- _THE EXERCISE_
Which lines in the rows below contain the word "green"? Copy out each of them.

- _Records from a data collection_
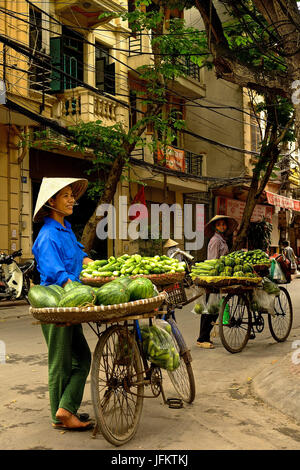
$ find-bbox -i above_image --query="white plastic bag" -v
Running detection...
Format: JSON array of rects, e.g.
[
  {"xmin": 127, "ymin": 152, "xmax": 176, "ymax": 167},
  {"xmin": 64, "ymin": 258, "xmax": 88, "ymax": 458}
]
[
  {"xmin": 270, "ymin": 259, "xmax": 287, "ymax": 284},
  {"xmin": 252, "ymin": 287, "xmax": 276, "ymax": 315},
  {"xmin": 192, "ymin": 291, "xmax": 221, "ymax": 315}
]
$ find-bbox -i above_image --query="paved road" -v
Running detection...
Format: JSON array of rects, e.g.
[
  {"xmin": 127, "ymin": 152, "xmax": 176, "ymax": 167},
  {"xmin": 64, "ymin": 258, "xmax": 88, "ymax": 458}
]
[{"xmin": 0, "ymin": 279, "xmax": 300, "ymax": 450}]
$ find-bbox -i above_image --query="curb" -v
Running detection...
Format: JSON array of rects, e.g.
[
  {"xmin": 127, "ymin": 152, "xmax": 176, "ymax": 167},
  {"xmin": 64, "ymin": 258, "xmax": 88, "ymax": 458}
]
[{"xmin": 252, "ymin": 350, "xmax": 300, "ymax": 423}]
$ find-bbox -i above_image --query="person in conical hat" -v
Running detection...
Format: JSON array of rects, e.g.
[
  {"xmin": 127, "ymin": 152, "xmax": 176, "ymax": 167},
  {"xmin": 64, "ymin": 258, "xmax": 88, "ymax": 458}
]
[
  {"xmin": 164, "ymin": 238, "xmax": 179, "ymax": 248},
  {"xmin": 197, "ymin": 215, "xmax": 238, "ymax": 349},
  {"xmin": 32, "ymin": 178, "xmax": 93, "ymax": 431}
]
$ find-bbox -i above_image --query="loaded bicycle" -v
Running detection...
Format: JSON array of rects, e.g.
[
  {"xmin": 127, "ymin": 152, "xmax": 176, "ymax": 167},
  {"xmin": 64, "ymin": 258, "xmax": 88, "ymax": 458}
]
[
  {"xmin": 194, "ymin": 258, "xmax": 293, "ymax": 353},
  {"xmin": 30, "ymin": 275, "xmax": 195, "ymax": 446}
]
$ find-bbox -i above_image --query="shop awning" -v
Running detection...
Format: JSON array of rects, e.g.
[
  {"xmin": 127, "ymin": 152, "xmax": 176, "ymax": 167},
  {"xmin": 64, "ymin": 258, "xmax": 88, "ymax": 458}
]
[{"xmin": 266, "ymin": 191, "xmax": 300, "ymax": 212}]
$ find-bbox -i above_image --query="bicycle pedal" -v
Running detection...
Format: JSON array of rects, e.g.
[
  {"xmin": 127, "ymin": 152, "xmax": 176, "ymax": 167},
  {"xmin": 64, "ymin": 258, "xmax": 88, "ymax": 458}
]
[{"xmin": 166, "ymin": 398, "xmax": 183, "ymax": 409}]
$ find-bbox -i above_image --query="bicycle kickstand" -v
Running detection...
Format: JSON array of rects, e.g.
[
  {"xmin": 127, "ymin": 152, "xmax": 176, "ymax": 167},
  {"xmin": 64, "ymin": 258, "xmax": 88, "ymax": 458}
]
[{"xmin": 160, "ymin": 384, "xmax": 183, "ymax": 409}]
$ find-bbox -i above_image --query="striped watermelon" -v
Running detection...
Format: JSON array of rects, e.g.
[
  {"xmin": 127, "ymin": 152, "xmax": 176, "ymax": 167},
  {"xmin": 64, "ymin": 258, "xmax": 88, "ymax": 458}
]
[
  {"xmin": 58, "ymin": 285, "xmax": 96, "ymax": 307},
  {"xmin": 95, "ymin": 281, "xmax": 129, "ymax": 305},
  {"xmin": 28, "ymin": 284, "xmax": 60, "ymax": 308},
  {"xmin": 47, "ymin": 284, "xmax": 65, "ymax": 296},
  {"xmin": 127, "ymin": 277, "xmax": 156, "ymax": 301}
]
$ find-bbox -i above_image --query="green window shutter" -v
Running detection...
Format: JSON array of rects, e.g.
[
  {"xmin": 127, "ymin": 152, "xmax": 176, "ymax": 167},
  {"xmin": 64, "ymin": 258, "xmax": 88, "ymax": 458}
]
[
  {"xmin": 50, "ymin": 36, "xmax": 63, "ymax": 93},
  {"xmin": 104, "ymin": 62, "xmax": 116, "ymax": 95}
]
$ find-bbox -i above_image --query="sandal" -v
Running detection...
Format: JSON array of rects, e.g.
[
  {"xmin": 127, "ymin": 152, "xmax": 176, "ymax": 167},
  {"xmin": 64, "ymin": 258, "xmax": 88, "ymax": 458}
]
[
  {"xmin": 52, "ymin": 423, "xmax": 94, "ymax": 432},
  {"xmin": 197, "ymin": 341, "xmax": 215, "ymax": 349}
]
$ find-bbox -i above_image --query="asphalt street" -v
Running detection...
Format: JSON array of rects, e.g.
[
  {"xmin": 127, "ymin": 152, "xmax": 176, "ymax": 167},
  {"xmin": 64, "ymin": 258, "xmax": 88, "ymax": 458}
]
[{"xmin": 0, "ymin": 279, "xmax": 300, "ymax": 451}]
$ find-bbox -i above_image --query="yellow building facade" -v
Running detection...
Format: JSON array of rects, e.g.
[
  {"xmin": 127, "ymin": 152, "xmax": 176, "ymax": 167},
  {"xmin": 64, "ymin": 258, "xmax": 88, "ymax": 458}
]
[{"xmin": 0, "ymin": 0, "xmax": 211, "ymax": 259}]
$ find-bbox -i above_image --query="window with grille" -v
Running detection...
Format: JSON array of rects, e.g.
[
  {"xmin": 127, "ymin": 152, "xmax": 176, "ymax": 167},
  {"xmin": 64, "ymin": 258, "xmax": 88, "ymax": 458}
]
[
  {"xmin": 28, "ymin": 5, "xmax": 50, "ymax": 92},
  {"xmin": 185, "ymin": 150, "xmax": 203, "ymax": 176},
  {"xmin": 50, "ymin": 26, "xmax": 84, "ymax": 92},
  {"xmin": 250, "ymin": 116, "xmax": 261, "ymax": 152},
  {"xmin": 95, "ymin": 43, "xmax": 116, "ymax": 95}
]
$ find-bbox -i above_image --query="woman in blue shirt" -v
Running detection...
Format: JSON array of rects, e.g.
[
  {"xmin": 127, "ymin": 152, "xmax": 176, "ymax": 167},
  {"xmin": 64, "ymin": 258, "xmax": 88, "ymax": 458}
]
[{"xmin": 32, "ymin": 178, "xmax": 92, "ymax": 431}]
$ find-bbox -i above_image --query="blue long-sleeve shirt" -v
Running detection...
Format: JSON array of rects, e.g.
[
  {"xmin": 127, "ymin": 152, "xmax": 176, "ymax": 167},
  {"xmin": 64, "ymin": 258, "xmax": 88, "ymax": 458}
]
[{"xmin": 32, "ymin": 217, "xmax": 88, "ymax": 286}]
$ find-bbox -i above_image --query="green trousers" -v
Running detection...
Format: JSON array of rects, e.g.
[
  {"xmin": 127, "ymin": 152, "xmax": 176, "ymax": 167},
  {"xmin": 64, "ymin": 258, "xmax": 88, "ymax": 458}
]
[{"xmin": 42, "ymin": 324, "xmax": 91, "ymax": 423}]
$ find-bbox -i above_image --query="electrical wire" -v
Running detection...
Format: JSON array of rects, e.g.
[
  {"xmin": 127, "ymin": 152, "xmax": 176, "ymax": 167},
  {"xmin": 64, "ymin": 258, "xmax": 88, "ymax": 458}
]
[{"xmin": 0, "ymin": 3, "xmax": 294, "ymax": 160}]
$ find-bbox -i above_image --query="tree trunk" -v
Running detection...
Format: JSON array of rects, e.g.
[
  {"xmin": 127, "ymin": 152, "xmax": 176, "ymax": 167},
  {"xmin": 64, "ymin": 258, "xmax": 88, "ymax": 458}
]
[
  {"xmin": 81, "ymin": 153, "xmax": 125, "ymax": 253},
  {"xmin": 233, "ymin": 176, "xmax": 259, "ymax": 251},
  {"xmin": 81, "ymin": 105, "xmax": 161, "ymax": 253}
]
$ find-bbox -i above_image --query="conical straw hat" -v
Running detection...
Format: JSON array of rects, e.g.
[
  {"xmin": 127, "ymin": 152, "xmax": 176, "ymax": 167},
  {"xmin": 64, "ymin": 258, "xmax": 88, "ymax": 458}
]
[
  {"xmin": 164, "ymin": 238, "xmax": 179, "ymax": 248},
  {"xmin": 33, "ymin": 178, "xmax": 88, "ymax": 222},
  {"xmin": 204, "ymin": 215, "xmax": 238, "ymax": 237}
]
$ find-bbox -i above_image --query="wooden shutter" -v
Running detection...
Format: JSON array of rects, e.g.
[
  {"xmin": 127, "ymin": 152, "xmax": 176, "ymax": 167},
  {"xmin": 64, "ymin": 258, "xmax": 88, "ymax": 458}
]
[
  {"xmin": 50, "ymin": 36, "xmax": 63, "ymax": 93},
  {"xmin": 104, "ymin": 62, "xmax": 116, "ymax": 95},
  {"xmin": 96, "ymin": 57, "xmax": 106, "ymax": 91}
]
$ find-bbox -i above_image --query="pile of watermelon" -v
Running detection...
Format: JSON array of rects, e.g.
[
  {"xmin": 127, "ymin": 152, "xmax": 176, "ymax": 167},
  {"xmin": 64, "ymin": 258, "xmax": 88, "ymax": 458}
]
[
  {"xmin": 28, "ymin": 277, "xmax": 158, "ymax": 308},
  {"xmin": 141, "ymin": 322, "xmax": 180, "ymax": 371}
]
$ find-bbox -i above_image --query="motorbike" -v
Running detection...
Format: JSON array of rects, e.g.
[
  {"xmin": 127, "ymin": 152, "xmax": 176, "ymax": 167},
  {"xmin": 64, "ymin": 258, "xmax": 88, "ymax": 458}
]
[{"xmin": 0, "ymin": 249, "xmax": 35, "ymax": 302}]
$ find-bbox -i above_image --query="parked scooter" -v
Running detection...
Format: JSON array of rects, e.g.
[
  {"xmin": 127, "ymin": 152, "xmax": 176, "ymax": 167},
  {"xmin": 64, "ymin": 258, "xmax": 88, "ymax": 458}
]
[{"xmin": 0, "ymin": 250, "xmax": 35, "ymax": 302}]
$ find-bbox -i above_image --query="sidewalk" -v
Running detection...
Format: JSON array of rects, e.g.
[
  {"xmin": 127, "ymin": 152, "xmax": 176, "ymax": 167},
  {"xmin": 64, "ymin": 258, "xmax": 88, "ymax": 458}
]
[
  {"xmin": 252, "ymin": 350, "xmax": 300, "ymax": 423},
  {"xmin": 0, "ymin": 288, "xmax": 300, "ymax": 423}
]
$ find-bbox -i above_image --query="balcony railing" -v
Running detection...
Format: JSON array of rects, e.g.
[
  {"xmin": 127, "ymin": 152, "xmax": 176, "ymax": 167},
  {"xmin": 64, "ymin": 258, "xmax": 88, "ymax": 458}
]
[
  {"xmin": 56, "ymin": 87, "xmax": 118, "ymax": 123},
  {"xmin": 179, "ymin": 57, "xmax": 201, "ymax": 82},
  {"xmin": 154, "ymin": 145, "xmax": 203, "ymax": 176},
  {"xmin": 185, "ymin": 150, "xmax": 203, "ymax": 176}
]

- _TASK SOLUTION_
$ find-bbox -i above_image --query="green window shutter" -v
$ find-bbox -i above_image --query="green trousers" -v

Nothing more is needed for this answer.